WHAT IS NEEDED: Give back every record that follows, exactly as written.

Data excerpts
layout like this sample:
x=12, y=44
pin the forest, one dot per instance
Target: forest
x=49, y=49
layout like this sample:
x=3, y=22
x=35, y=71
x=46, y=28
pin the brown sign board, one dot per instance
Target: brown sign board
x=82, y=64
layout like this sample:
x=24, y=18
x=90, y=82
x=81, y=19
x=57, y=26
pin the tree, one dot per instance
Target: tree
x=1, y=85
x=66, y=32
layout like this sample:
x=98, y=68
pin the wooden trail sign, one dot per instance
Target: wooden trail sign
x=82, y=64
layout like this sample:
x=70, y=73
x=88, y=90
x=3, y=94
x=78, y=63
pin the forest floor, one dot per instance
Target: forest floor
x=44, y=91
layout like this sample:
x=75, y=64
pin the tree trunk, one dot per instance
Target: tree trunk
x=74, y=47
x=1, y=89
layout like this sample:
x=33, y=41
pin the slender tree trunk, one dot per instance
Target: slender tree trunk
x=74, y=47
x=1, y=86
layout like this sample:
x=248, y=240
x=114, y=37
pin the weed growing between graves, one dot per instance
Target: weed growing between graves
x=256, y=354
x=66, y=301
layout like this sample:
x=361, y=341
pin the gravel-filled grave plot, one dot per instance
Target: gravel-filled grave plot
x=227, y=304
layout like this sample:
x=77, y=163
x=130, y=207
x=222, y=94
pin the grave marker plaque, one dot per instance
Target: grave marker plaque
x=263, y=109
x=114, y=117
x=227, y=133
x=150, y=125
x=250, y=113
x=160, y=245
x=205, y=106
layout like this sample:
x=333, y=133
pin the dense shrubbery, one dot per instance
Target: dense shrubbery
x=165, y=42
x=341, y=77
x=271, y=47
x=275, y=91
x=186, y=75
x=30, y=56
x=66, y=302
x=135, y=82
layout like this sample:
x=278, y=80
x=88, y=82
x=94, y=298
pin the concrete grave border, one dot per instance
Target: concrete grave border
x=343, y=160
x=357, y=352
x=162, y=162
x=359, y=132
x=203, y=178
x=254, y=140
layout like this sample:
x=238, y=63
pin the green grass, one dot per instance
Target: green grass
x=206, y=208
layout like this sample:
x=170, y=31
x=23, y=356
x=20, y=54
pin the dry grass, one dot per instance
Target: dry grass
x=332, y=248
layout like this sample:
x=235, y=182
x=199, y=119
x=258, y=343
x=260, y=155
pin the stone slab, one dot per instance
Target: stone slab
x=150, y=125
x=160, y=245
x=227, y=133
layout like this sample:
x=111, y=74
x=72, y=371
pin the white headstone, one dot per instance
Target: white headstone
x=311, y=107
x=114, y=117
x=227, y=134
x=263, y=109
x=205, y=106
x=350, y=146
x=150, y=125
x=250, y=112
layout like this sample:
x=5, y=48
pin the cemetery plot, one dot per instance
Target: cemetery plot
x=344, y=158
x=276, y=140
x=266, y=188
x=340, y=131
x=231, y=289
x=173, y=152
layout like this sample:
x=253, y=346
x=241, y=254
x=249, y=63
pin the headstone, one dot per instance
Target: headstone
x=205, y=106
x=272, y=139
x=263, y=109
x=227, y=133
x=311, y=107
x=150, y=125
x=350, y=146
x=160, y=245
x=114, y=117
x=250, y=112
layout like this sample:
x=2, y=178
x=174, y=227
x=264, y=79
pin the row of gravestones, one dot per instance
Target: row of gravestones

OUTPUT FOR THIS EXERCISE:
layout like this sample:
x=12, y=44
pin the forest, one dot per instance
Target: forest
x=49, y=49
layout like this sample:
x=3, y=22
x=35, y=71
x=46, y=28
pin the brown sign board, one dot per instance
Target: brown sign board
x=82, y=64
layout like this sample:
x=24, y=18
x=90, y=82
x=81, y=19
x=57, y=26
pin the tree, one dot per instance
Target: tree
x=1, y=85
x=66, y=32
layout like this sample:
x=98, y=68
pin the wooden trail sign, one dot per instance
Target: wooden trail sign
x=82, y=64
layout like this sample:
x=70, y=73
x=88, y=90
x=3, y=94
x=78, y=63
pin the forest floor, one dot per instance
Target: forest floor
x=44, y=91
layout like this sample:
x=75, y=64
pin the tree trunk, one dot per instance
Target: tree trunk
x=74, y=47
x=1, y=89
layout like this sample:
x=33, y=41
pin the slender tree trunk, one dot per instance
Target: slender tree trunk
x=74, y=47
x=1, y=86
layout like this sample:
x=248, y=240
x=114, y=37
pin the weed growing between graves, one dot per instance
Target: weed growing between graves
x=256, y=354
x=66, y=301
layout like this sample:
x=361, y=341
pin the gravel-filled grave plot, one dot per instance
Target: gravel-filled grave plot
x=227, y=304
layout like this sample:
x=77, y=163
x=130, y=207
x=222, y=94
pin the grave marker plaque, one dot per instance
Target: grave marker plaque
x=263, y=109
x=114, y=117
x=227, y=133
x=150, y=125
x=250, y=113
x=160, y=245
x=205, y=106
layout like this sample:
x=333, y=133
pin the dense shrubbery, one dot per instance
Target: dense shrubbery
x=165, y=42
x=341, y=77
x=271, y=47
x=275, y=91
x=186, y=75
x=30, y=56
x=66, y=302
x=135, y=82
layout like this sample:
x=278, y=80
x=88, y=82
x=94, y=298
pin the concrete grave border, one dot per instance
Target: concrete grave border
x=343, y=160
x=357, y=352
x=162, y=162
x=359, y=132
x=203, y=178
x=254, y=140
layout like this sample:
x=238, y=63
pin the green grass, one dot per instance
Target: green grass
x=206, y=208
layout like this sample:
x=170, y=31
x=23, y=356
x=20, y=54
pin the dry grass, one dot per instance
Target: dry grass
x=332, y=248
layout like this sample:
x=235, y=182
x=199, y=119
x=258, y=343
x=260, y=155
pin the stone slab, one dot per instance
Target: stone slab
x=150, y=125
x=160, y=245
x=227, y=133
layout like this sample:
x=111, y=74
x=72, y=371
pin the white headstone, one dot per instance
Target: white headstone
x=311, y=107
x=114, y=117
x=227, y=134
x=263, y=109
x=205, y=106
x=350, y=146
x=150, y=125
x=250, y=112
layout like this sample:
x=5, y=48
pin the cemetery plot, one dot per instance
Target: cemetery plot
x=344, y=158
x=276, y=140
x=266, y=188
x=340, y=131
x=231, y=289
x=173, y=152
layout like this sample:
x=253, y=346
x=241, y=254
x=249, y=63
pin the headstone, one dot per instance
Target: headstone
x=205, y=106
x=272, y=139
x=263, y=109
x=227, y=133
x=311, y=107
x=150, y=125
x=350, y=146
x=160, y=245
x=114, y=117
x=250, y=112
layout like this sample:
x=2, y=178
x=174, y=227
x=264, y=79
pin the row of gravestones, one dot per instance
Target: row of gravestones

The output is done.